=== Exercise ===
Transcribe the article below on female angel investors in full, from the headline through the final sentence, without changing a word.

=== Text shown ===
——————————

Where women fear to tread
The number of female millionaires is rising fast. So where are all the women business angels? Growing Business takes a closer look
British women are wealthier now than they’ve ever been. They account for nearly half of all UK millionaires and, by 2025, this figure is expected to reach 60%. So why is it then that a recent report from NESTA put the proportion of female angel investors at a meagre 7%? That’s a generous figure too. Some reports argue the real number is closer to 3-5%. The same can be said for the venture capital scene, where female participation stands at a mere one in 10 investors, according to a study by The Diana Project, a research programme set up to examine what influences high growth women-led companies.
A quick glance across the pond and the story isn’t much more comforting. Entrepreneurial think-tank The Kauffman Foundation noted in its 2006 study that “no more than 8%” of US business angels were women. The report concluded that the total number of female angels was far smaller than women’s collective wealth, education and experience suggested was possible. So the question begs asking: where’s the appetite for investment among female wealth holders?
Lack of awareness of the potential returns, and scant promotion of the successes of active female angels, could partly account for the dearth. Sally Goodsell, chief executive of Finance South East, says many wealthy women in the UK don’t even consider the possibility of angel investing. “Numbers aren’t really rising at present. And in some ways, programmes such as Dragons’ Den are not doing the angel market any favours as it’s seen as very aggressive and macho. This could be putting women off.” Goodsell also argues there’s a widespread misconception that angel investing is the preserve of the super rich, when in fact, somewhere in the region of £20,000 a year makes for a sufficient starting point. Rosemary Forsyth, who founded executive search firm The Forsyth Group, is an active angel investor. She recently secured a 40 times return on the investment she made 10 years ago in online fashion site Net-a-Porter, which was sold in a deal worth £350m earlier this year. “I’ve spoken to a number of angel funds about why the percentage of female participants is so low, and perhaps it’s because a lot of them have a benchmark of £200,000-plus for a single business opportunity, which doesn’t allow you to spread your risk,” she suggests. So one explanation could be that women are simply more risk averse, and this theory is certainly supported by research from the Hunter Centre for Entrepreneurship, which found that half of female angels will only invest in an opportunity alongside others, compared to the 79% of men happy to invest on their own.

——————————

=== Supplied information ===
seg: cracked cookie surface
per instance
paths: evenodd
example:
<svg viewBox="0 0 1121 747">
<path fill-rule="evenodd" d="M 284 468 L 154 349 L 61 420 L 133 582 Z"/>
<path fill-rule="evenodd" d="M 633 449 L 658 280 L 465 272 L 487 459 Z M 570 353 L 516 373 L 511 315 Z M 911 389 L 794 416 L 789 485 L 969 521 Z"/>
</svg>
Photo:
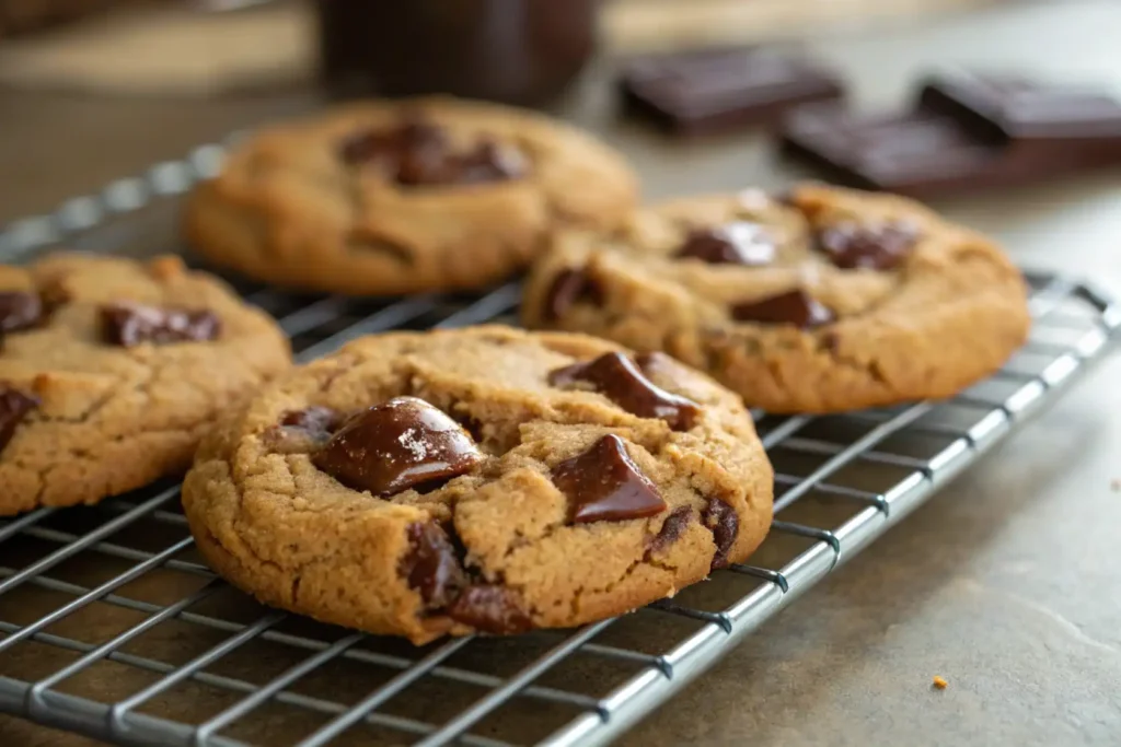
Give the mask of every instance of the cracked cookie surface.
<svg viewBox="0 0 1121 747">
<path fill-rule="evenodd" d="M 183 502 L 262 601 L 420 644 L 609 617 L 740 562 L 772 473 L 739 399 L 668 356 L 476 327 L 278 380 L 204 441 Z"/>
<path fill-rule="evenodd" d="M 951 396 L 1030 325 L 1022 277 L 990 240 L 909 199 L 818 185 L 567 232 L 534 268 L 522 319 L 665 351 L 771 412 Z"/>
<path fill-rule="evenodd" d="M 177 258 L 0 265 L 0 515 L 185 471 L 215 415 L 289 365 L 269 317 Z"/>
<path fill-rule="evenodd" d="M 262 130 L 191 197 L 216 264 L 356 295 L 480 288 L 562 226 L 613 227 L 636 204 L 622 157 L 528 111 L 424 97 Z"/>
</svg>

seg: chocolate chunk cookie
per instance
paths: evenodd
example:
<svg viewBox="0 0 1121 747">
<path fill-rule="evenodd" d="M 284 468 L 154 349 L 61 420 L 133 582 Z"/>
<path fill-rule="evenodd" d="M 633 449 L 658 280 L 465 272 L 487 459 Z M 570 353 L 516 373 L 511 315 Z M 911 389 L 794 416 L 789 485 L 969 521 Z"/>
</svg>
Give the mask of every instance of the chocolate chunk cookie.
<svg viewBox="0 0 1121 747">
<path fill-rule="evenodd" d="M 289 364 L 271 319 L 176 258 L 0 265 L 0 515 L 186 470 L 214 417 Z"/>
<path fill-rule="evenodd" d="M 183 503 L 262 601 L 420 644 L 670 596 L 762 541 L 771 480 L 707 376 L 476 327 L 368 337 L 275 382 L 204 441 Z"/>
<path fill-rule="evenodd" d="M 665 351 L 771 412 L 951 396 L 1029 327 L 1023 280 L 990 240 L 901 197 L 816 185 L 567 232 L 522 316 Z"/>
<path fill-rule="evenodd" d="M 491 284 L 554 228 L 618 225 L 636 195 L 619 155 L 543 115 L 370 102 L 250 138 L 195 192 L 186 231 L 259 280 L 396 295 Z"/>
</svg>

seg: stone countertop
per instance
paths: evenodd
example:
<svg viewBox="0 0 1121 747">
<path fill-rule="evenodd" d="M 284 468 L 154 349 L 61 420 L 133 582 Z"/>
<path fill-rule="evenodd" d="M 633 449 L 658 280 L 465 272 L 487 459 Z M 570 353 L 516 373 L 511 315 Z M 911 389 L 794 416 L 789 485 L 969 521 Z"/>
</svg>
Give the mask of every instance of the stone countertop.
<svg viewBox="0 0 1121 747">
<path fill-rule="evenodd" d="M 943 64 L 1121 90 L 1118 28 L 1115 2 L 1018 4 L 806 45 L 846 73 L 859 103 L 890 105 Z M 587 96 L 574 118 L 636 160 L 650 197 L 799 176 L 758 136 L 682 143 L 617 125 L 608 95 Z M 307 101 L 293 93 L 184 110 L 0 94 L 0 221 Z M 1121 291 L 1121 172 L 936 206 L 1000 236 L 1026 265 Z M 1114 356 L 619 744 L 1121 744 L 1119 376 Z M 932 689 L 934 675 L 949 687 Z M 91 743 L 0 719 L 0 744 Z"/>
</svg>

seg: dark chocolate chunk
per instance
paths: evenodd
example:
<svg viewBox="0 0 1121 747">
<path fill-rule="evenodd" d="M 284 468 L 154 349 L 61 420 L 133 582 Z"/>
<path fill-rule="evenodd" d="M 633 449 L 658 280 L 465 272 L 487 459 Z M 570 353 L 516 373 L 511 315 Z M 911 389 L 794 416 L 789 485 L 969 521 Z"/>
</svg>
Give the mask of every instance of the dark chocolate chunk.
<svg viewBox="0 0 1121 747">
<path fill-rule="evenodd" d="M 545 318 L 550 321 L 559 319 L 577 301 L 603 304 L 603 290 L 584 270 L 562 270 L 545 295 Z"/>
<path fill-rule="evenodd" d="M 37 407 L 39 407 L 39 398 L 34 394 L 25 394 L 18 389 L 0 382 L 0 451 L 16 435 L 16 426 Z"/>
<path fill-rule="evenodd" d="M 710 264 L 758 267 L 775 261 L 775 241 L 761 225 L 735 221 L 715 228 L 689 232 L 677 251 L 677 256 L 693 258 Z"/>
<path fill-rule="evenodd" d="M 446 607 L 467 587 L 467 575 L 447 534 L 435 522 L 417 522 L 408 527 L 409 552 L 400 573 L 409 588 L 432 607 Z"/>
<path fill-rule="evenodd" d="M 34 327 L 41 317 L 43 301 L 38 293 L 0 293 L 0 335 Z"/>
<path fill-rule="evenodd" d="M 214 339 L 222 323 L 212 311 L 188 311 L 118 301 L 101 307 L 105 340 L 132 347 L 143 343 L 197 343 Z"/>
<path fill-rule="evenodd" d="M 786 121 L 782 148 L 843 184 L 912 197 L 1018 186 L 1119 160 L 1102 148 L 1009 146 L 928 109 L 861 115 L 803 108 Z"/>
<path fill-rule="evenodd" d="M 553 469 L 553 482 L 572 505 L 572 521 L 624 521 L 652 516 L 666 502 L 636 465 L 621 438 L 604 436 L 584 454 Z"/>
<path fill-rule="evenodd" d="M 740 517 L 735 508 L 717 498 L 708 498 L 701 522 L 712 530 L 712 541 L 716 543 L 716 554 L 712 557 L 712 569 L 728 566 L 728 553 L 740 533 Z"/>
<path fill-rule="evenodd" d="M 799 329 L 809 329 L 833 321 L 834 316 L 821 301 L 796 288 L 759 301 L 736 304 L 732 307 L 732 318 L 738 321 L 788 324 Z"/>
<path fill-rule="evenodd" d="M 906 223 L 839 223 L 817 234 L 817 245 L 839 268 L 891 270 L 918 240 L 915 226 Z"/>
<path fill-rule="evenodd" d="M 502 586 L 470 586 L 447 608 L 447 616 L 492 635 L 525 633 L 534 627 L 516 591 Z"/>
<path fill-rule="evenodd" d="M 526 172 L 526 159 L 513 146 L 484 140 L 455 152 L 443 130 L 419 121 L 361 132 L 342 143 L 340 157 L 352 166 L 378 168 L 407 186 L 502 181 Z"/>
<path fill-rule="evenodd" d="M 657 386 L 622 353 L 604 353 L 594 361 L 549 372 L 549 383 L 554 386 L 572 386 L 576 382 L 592 384 L 627 412 L 640 418 L 660 418 L 674 430 L 688 430 L 701 412 L 701 405 L 693 400 Z"/>
<path fill-rule="evenodd" d="M 289 410 L 265 431 L 265 443 L 277 454 L 309 454 L 322 448 L 342 421 L 342 413 L 331 408 Z"/>
<path fill-rule="evenodd" d="M 1054 85 L 1015 74 L 944 73 L 928 81 L 919 105 L 990 138 L 1121 148 L 1121 100 L 1106 91 Z"/>
<path fill-rule="evenodd" d="M 429 489 L 482 460 L 460 423 L 415 396 L 398 396 L 352 415 L 312 457 L 343 485 L 380 496 Z"/>
<path fill-rule="evenodd" d="M 840 78 L 819 65 L 752 48 L 634 59 L 621 87 L 629 109 L 679 134 L 770 123 L 791 106 L 844 94 Z"/>
<path fill-rule="evenodd" d="M 663 522 L 661 529 L 658 534 L 650 541 L 650 547 L 647 550 L 648 554 L 658 554 L 665 552 L 665 550 L 677 542 L 678 538 L 685 532 L 685 527 L 689 525 L 693 521 L 693 508 L 689 506 L 677 506 L 666 516 L 666 521 Z"/>
</svg>

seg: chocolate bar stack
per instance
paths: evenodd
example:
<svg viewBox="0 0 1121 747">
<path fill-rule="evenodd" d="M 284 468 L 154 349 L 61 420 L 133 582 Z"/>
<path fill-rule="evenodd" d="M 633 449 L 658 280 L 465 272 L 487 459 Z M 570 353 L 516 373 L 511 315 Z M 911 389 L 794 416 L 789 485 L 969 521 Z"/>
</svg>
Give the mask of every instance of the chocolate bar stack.
<svg viewBox="0 0 1121 747">
<path fill-rule="evenodd" d="M 799 108 L 782 146 L 845 184 L 932 197 L 1121 165 L 1121 102 L 1017 75 L 945 74 L 906 112 Z"/>
</svg>

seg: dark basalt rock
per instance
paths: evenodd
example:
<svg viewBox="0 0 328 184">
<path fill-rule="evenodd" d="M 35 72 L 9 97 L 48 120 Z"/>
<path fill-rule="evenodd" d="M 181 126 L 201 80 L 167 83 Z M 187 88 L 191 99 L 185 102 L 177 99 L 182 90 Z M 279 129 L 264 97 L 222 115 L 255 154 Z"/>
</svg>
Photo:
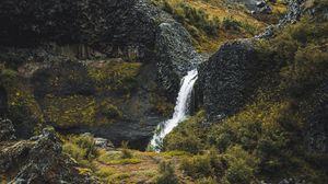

——————————

=== Task answer ===
Where women fear to tread
The number of female millionaires is rising fast. So where are all the women business angels? Growing Business takes a closer look
British women are wealthier now than they’ve ever been. They account for nearly half of all UK millionaires and, by 2025, this figure is expected to reach 60%. So why is it then that a recent report from NESTA put the proportion of female angel investors at a meagre 7%? That’s a generous figure too. Some reports argue the real number is closer to 3-5%. The same can be said for the venture capital scene, where female participation stands at a mere one in 10 investors, according to a study by The Diana Project, a research programme set up to examine what influences high growth women-led companies.
A quick glance across the pond and the story isn’t much more comforting. Entrepreneurial think-tank The Kauffman Foundation noted in its 2006 study that “no more than 8%” of US business angels were women. The report concluded that the total number of female angels was far smaller than women’s collective wealth, education and experience suggested was possible. So the question begs asking: where’s the appetite for investment among female wealth holders?
Lack of awareness of the potential returns, and scant promotion of the successes of active female angels, could partly account for the dearth. Sally Goodsell, chief executive of Finance South East, says many wealthy women in the UK don’t even consider the possibility of angel investing. “Numbers aren’t really rising at present. And in some ways, programmes such as Dragons’ Den are not doing the angel market any favours as it’s seen as very aggressive and macho. This could be putting women off.” Goodsell also argues there’s a widespread misconception that angel investing is the preserve of the super rich, when in fact, somewhere in the region of £20,000 a year makes for a sufficient starting point. Rosemary Forsyth, who founded executive search firm The Forsyth Group, is an active angel investor. She recently secured a 40 times return on the investment she made 10 years ago in online fashion site Net-a-Porter, which was sold in a deal worth £350m earlier this year. “I’ve spoken to a number of angel funds about why the percentage of female participants is so low, and perhaps it’s because a lot of them have a benchmark of £200,000-plus for a single business opportunity, which doesn’t allow you to spread your risk,” she suggests. So one explanation could be that women are simply more risk averse, and this theory is certainly supported by research from the Hunter Centre for Entrepreneurship, which found that half of female angels will only invest in an opportunity alongside others, compared to the 79% of men happy to invest on their own.